→ **Required work**
1. How would you render this sentence from the breakup reflection in Spanish: "The roughest for me personally was ending my 4.5 year relationship with my girlfriend in June."
2. Could you output the breakup reflection verbatim from "The roughest for" to "incredibly fucking sad."?

→ **Provided passage**
- - -
The roughest for me personally was ending my 4.5 year relationship with my girlfriend in June.
The reasons for this, and subsequent social fallout, is best left off social media both for our privacy, and desires to move forward. I'm sure if you're curious and haven't had one or both of us give our interpretation of events, you know where to find us. I believe I made the right decision, that it's already better for both of us, but that doesn't mean it was easy, or casual or didn't make me incredibly fucking sad.
The one other thing I will say, is that in the event of such a momentous life change it's really easy to take a long view (especially when said event occurs mid-year) that places every event in the context of The One Event. Everything that happens being somehow related, directly, or indirectly, to The Thing and How It Was Handled. where the first half of the year was all building up to this, every argument or bad day was another brick in the wall,  that subsequently every instance of progress, (or regress) was a direct result of said thing. Which is reductive and stupid; while there was a lot in the first half of the year (and last half of 2014) that played into things, there were also lots of decent-to-great times. Likewise, while the remainder of the year can sometimes feel like aftermath-and-regrouping, there's also lots of stuff, good or bad, that would have happened either way.
- - -
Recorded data
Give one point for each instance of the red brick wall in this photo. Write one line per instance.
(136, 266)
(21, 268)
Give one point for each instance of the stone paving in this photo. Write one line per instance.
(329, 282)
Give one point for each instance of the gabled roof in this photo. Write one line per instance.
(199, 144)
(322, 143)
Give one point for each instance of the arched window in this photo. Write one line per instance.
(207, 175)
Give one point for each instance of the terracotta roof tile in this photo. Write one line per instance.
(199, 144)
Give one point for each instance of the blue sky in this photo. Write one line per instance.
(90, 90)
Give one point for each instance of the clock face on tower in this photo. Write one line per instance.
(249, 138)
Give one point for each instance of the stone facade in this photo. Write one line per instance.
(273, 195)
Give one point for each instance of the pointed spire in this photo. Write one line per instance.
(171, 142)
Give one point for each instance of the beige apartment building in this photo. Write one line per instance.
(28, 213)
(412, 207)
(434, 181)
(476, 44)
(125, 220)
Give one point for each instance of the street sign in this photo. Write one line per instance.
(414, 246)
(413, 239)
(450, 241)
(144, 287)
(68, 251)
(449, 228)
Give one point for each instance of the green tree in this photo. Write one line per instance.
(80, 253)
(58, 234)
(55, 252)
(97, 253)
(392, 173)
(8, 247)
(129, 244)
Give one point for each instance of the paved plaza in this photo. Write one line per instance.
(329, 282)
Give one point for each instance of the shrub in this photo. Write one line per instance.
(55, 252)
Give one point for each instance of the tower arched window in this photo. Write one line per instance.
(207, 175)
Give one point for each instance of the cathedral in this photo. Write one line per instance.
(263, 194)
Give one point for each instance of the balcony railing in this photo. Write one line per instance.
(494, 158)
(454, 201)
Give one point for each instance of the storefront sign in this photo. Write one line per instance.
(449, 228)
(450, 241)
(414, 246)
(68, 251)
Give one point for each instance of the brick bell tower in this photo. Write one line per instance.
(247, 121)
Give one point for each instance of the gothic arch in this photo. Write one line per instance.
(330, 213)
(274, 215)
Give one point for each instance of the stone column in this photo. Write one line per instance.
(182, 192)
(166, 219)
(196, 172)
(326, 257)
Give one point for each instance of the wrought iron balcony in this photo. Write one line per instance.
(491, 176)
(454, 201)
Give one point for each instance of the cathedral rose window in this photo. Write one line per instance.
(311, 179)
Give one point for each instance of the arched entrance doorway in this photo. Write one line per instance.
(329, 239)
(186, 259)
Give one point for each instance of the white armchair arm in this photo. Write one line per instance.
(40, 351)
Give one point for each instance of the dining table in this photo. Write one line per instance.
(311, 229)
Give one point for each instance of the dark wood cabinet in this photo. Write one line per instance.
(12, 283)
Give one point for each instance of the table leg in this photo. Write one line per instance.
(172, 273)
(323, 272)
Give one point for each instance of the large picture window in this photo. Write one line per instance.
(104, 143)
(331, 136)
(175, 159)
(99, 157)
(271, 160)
- - -
→ **Responses by item number**
1. Lo más duro para mí personalmente fue terminar mi relación de 4,5 años con mi novia en junio.

2.
The roughest for me personally was ending my 4.5 year relationship with my girlfriend in June.
The reasons for this, and subsequent social fallout, is best left off social media both for our privacy, and desires to move forward. I'm sure if you're curious and haven't had one or both of us give our interpretation of events, you know where to find us. I believe I made the right decision, that it's already better for both of us, but that doesn't mean it was easy, or casual or didn't make me incredibly fucking sad.